# Start of Working data

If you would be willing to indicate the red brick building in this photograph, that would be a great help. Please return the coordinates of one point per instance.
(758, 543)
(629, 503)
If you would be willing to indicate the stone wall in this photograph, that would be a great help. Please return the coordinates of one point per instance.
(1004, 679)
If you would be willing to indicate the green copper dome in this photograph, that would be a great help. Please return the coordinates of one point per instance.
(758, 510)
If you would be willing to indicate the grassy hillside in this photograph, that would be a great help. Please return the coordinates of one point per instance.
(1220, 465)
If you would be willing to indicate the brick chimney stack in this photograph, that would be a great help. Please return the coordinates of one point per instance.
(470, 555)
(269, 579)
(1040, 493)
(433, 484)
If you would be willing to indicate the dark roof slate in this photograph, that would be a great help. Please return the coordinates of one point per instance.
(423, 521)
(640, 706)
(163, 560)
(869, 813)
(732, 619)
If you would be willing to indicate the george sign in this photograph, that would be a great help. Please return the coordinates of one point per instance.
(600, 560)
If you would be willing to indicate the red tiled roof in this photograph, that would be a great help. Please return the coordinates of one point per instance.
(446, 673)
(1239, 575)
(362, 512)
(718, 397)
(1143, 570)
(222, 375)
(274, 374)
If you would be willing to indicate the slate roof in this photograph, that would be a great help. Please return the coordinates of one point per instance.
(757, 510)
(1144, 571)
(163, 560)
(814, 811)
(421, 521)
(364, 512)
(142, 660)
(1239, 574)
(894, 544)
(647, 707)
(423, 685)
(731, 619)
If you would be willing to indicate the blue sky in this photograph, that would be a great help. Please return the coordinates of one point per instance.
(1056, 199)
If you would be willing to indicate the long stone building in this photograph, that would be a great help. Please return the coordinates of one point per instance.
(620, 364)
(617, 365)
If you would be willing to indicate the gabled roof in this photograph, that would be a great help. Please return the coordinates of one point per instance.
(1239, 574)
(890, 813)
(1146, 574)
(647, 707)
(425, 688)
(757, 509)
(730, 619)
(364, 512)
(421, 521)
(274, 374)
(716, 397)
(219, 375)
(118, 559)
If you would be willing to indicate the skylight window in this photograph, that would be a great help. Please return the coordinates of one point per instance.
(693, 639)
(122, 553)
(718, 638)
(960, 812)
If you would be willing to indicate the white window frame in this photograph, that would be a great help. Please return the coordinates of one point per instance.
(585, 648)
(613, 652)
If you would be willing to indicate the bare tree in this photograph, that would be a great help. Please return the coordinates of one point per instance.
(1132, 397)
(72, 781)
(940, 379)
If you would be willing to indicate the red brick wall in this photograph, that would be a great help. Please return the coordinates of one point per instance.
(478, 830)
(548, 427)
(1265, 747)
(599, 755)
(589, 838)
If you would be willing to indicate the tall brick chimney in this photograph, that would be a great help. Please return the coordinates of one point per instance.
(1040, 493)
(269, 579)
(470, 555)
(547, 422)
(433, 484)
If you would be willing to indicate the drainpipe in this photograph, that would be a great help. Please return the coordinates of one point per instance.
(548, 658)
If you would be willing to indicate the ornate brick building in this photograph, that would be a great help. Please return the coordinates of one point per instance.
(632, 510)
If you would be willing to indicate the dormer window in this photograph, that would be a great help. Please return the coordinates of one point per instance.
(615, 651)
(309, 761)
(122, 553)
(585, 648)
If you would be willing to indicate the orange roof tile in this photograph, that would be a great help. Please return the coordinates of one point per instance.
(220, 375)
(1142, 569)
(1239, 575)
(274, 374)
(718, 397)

# End of Working data

** What you will do **
Print all of the records above again, word for word and in their original order.

** Solution to this task **
If you would be willing to indicate the red brick building in this photograph, that would be a great help. Please return the coordinates of one point per instance.
(758, 543)
(629, 503)
If you would be willing to indicate the stone wall in this photograph, that would be a great help. Please return the coordinates of one point per instance.
(1004, 679)
If you would be willing to indicate the green copper dome in this photograph, that would be a great help. Please return the coordinates of one point per instance.
(758, 510)
If you would be willing to indicate the grassy hillside in this photograph, that would be a great help. Please return the coordinates of one point per instance.
(1220, 465)
If you would be willing to indicate the brick chimney stack in this photograph, that would be a great help. Please return the coordinates of one point per instance.
(470, 555)
(269, 579)
(1040, 493)
(433, 484)
If you would be willing to indicate the dark roof slate in this photograph, that would be a great help. Please return the coordinates of one point per instance.
(423, 521)
(640, 706)
(163, 560)
(869, 813)
(732, 619)
If you would be willing to indicate the george sign in this photograph, that would be a great help. Please return the coordinates of one point per instance.
(600, 560)
If you would be willing to indicate the red tiled roof in this photograph, that would be a great help. Please return the coordinates of one point per instance.
(446, 673)
(1239, 575)
(362, 512)
(718, 397)
(1143, 570)
(222, 375)
(274, 374)
If you would be willing to indicate the slate roof in this photograph, that would be a great help. Please return the coordinates of one point per instance.
(757, 510)
(1144, 571)
(163, 560)
(814, 811)
(421, 521)
(364, 512)
(142, 660)
(1239, 574)
(894, 544)
(647, 707)
(423, 685)
(731, 619)
If you would be willing to indicate the blue sky in this photograph, that would be a great help. Please return the coordinates of one point per instance.
(1056, 199)
If you would be willing to indicate the long stone building in this photograph, that would be a great help. Please return the coordinates of one point per instance.
(620, 364)
(617, 365)
If you would be willing to indicate the gabled roof in this photograph, that would be a great help. Please return the coordinates of one point per instance.
(1239, 574)
(890, 813)
(1146, 574)
(647, 707)
(425, 688)
(757, 509)
(730, 619)
(364, 512)
(421, 521)
(274, 374)
(716, 397)
(219, 375)
(118, 559)
If you would be willing to indicate the skylight window in this photograph, that would be a great help. Please return the coordinates of one point per instance.
(693, 639)
(122, 553)
(718, 638)
(960, 812)
If you would be willing to indicate the white window frame in this photograph, that would be a great help. Please return the coordinates of one point per instance.
(585, 648)
(613, 652)
If you would be willing to indicate the bare tree in this photograph, that would be a great help. Please return the coordinates of one point per instance.
(1132, 397)
(72, 781)
(940, 379)
If you would be willing to indicate the red brick wall in this photograph, that would be a great help. Please return the coordinates of one point per instance.
(478, 830)
(548, 427)
(1265, 747)
(599, 755)
(589, 838)
If you would be willing to indicate the tall brick chimney in this photograph, that would be a great help. Please return the coordinates of one point per instance.
(1040, 493)
(269, 579)
(470, 555)
(547, 422)
(433, 484)
If you would be willing to indicate the drainpipe in this photograph, that would be a great help. Please return the coordinates of one point per instance.
(548, 658)
If you would be willing to indicate the ornate brick building in this photograph, that would be a great help. Please return the coordinates of one point per instance.
(632, 510)
If you would be willing to indicate the dormer window in this photograph, that would be a great help. Please return the coordinates of one point per instance.
(615, 651)
(309, 761)
(122, 553)
(585, 648)
If you would be willing to indicate the orange roof tile in this photograph, that would be a great help. Please return the coordinates of one point per instance.
(220, 375)
(1142, 569)
(1239, 575)
(274, 374)
(718, 397)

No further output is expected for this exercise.